## Problem details
Please count the lines in the entries below that contain the string "water", treating uppercase and lowercase letters as distinct. Reply with the number only.

Annotation data based on points

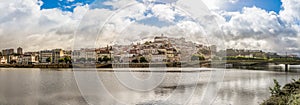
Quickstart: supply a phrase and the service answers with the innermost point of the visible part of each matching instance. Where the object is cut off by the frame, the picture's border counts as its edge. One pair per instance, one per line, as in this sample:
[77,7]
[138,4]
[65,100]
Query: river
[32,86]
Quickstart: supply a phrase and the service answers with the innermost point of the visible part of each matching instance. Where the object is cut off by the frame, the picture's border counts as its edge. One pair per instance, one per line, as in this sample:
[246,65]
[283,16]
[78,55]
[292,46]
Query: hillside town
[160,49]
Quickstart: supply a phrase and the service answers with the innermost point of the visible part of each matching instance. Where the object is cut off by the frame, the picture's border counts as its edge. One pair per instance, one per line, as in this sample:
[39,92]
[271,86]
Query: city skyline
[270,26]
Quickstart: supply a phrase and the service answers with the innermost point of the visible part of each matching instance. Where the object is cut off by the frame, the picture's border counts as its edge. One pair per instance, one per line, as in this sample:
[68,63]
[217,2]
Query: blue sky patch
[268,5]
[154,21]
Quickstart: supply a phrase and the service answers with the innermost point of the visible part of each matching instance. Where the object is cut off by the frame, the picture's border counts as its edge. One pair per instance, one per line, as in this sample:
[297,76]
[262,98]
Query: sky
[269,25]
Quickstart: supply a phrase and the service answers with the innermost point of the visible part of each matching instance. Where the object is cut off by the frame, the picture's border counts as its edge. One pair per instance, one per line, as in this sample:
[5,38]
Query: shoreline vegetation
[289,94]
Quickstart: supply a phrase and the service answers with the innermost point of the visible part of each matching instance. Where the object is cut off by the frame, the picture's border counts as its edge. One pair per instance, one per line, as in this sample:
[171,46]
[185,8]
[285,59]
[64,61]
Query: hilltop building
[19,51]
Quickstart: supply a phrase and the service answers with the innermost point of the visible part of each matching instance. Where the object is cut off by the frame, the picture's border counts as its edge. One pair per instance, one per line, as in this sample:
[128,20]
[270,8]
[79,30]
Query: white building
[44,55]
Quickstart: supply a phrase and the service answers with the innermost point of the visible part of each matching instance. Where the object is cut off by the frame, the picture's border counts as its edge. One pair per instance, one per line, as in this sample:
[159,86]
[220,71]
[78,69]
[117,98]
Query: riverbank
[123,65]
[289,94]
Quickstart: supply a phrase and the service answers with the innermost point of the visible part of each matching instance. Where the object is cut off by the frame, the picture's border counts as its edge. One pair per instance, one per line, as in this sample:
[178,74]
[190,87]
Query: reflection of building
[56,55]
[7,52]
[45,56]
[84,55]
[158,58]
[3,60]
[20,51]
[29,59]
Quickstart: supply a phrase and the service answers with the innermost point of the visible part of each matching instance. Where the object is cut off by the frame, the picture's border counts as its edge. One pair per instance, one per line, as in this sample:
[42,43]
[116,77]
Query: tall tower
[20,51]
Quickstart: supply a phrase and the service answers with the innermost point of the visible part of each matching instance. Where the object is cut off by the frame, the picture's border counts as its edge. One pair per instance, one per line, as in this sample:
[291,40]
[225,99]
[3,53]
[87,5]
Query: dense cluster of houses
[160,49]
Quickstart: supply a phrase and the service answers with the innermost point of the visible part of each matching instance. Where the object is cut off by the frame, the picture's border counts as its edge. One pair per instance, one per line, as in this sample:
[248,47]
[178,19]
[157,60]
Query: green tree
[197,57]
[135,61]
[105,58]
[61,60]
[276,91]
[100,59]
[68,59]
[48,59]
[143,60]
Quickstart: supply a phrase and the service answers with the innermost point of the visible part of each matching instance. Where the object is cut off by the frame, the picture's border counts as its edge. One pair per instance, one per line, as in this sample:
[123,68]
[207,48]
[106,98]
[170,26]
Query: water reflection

---

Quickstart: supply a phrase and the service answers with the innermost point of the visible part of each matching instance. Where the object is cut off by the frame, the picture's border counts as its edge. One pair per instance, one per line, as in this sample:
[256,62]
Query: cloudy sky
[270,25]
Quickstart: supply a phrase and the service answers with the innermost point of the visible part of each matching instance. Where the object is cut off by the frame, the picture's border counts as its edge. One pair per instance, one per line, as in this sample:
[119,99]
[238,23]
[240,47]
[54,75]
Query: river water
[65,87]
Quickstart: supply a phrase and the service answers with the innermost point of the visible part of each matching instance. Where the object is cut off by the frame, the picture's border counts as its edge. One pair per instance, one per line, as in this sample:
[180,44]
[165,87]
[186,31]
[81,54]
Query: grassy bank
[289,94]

## Final answer
2